WHAT YOU SHOULD DO: Would you retype all of these records exactly?

DATASET CONTENT:
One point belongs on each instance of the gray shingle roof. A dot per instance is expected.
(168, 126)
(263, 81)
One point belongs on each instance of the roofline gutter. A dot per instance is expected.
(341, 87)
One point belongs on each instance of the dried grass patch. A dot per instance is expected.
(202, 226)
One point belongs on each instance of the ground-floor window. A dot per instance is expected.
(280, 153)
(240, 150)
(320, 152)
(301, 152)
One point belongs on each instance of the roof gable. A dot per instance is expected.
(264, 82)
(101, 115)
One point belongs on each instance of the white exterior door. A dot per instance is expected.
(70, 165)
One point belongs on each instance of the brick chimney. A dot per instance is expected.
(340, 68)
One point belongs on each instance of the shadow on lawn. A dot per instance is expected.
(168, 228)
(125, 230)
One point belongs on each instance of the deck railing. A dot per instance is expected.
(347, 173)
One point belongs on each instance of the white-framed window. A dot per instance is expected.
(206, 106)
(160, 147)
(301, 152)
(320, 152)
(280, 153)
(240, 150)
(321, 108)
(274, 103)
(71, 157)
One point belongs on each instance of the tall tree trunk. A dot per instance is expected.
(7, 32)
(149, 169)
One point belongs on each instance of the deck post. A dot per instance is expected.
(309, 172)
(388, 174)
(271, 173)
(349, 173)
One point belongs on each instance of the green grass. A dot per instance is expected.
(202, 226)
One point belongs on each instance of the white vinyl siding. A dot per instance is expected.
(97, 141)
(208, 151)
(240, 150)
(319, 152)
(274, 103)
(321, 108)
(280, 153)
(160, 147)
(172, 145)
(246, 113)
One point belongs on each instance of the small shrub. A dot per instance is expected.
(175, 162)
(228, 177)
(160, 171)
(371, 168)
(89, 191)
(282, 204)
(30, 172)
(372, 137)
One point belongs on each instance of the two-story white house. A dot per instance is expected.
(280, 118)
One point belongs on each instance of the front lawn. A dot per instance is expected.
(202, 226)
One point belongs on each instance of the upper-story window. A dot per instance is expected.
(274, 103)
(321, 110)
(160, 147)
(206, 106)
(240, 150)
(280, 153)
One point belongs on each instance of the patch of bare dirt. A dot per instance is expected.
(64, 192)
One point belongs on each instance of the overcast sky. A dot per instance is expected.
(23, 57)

TASK RESPONSE:
One point belongs on each instance of the gray shingle roof. A dot per instance is expected.
(168, 126)
(263, 81)
One point belongs on each instance of the roofline gutter. A dot per instance is expected.
(341, 87)
One point belongs on each instance of the dried grass patch. A dot per instance is expected.
(202, 226)
One point belongs on each instance of the ground-floor window. A dot per instance is expected.
(280, 153)
(240, 150)
(320, 152)
(301, 152)
One point belongs on each instance of the roof gable. A dot per instance is expected.
(264, 82)
(101, 115)
One point belongs on each instance of the white exterior door. A dot per instance is expected.
(70, 165)
One point belongs on each instance of the brick chimney. A dot per instance is expected.
(340, 68)
One point belongs on each instance of the shadow on lawn. A dot per instance is expected.
(168, 228)
(125, 230)
One point belongs on each instance of the deck railing. A dot per instance is expected.
(347, 173)
One point belongs on each instance of the white-framed window. A dot per instance is expected.
(206, 106)
(160, 147)
(301, 152)
(320, 152)
(280, 153)
(240, 150)
(321, 108)
(274, 103)
(71, 157)
One point belongs on each instance of the tall tree trunk. A dot per instance is expected.
(7, 32)
(149, 169)
One point belongs on each instance of the deck post. A dot per instance is expected.
(309, 172)
(388, 174)
(271, 173)
(349, 173)
One point belongs on each instance of the green grass. A dot per instance is expected.
(202, 226)
One point belongs on each instance of the white vinyl siding. A dot per instance is expected.
(97, 141)
(208, 151)
(240, 150)
(319, 152)
(274, 103)
(321, 108)
(280, 153)
(160, 147)
(172, 145)
(246, 113)
One point belongs on each instance of the small shrub. A dot per instance is expected.
(175, 162)
(228, 177)
(160, 171)
(371, 168)
(89, 191)
(282, 204)
(30, 172)
(372, 137)
One point belongs on each instance of the two-story white house. A dot per instance is expected.
(280, 118)
One point belongs on each instance of the front lawn. A dot per instance is expected.
(202, 226)
One point belongs on each instance of the upper-story window. A dot per instance is expected.
(274, 103)
(321, 110)
(160, 147)
(206, 106)
(240, 150)
(280, 153)
One point belongs on each instance of the patch of bare dirt. A dot per instance is expected.
(64, 192)
One point belongs on each instance of the overcast sky. A dot per instance is expected.
(23, 57)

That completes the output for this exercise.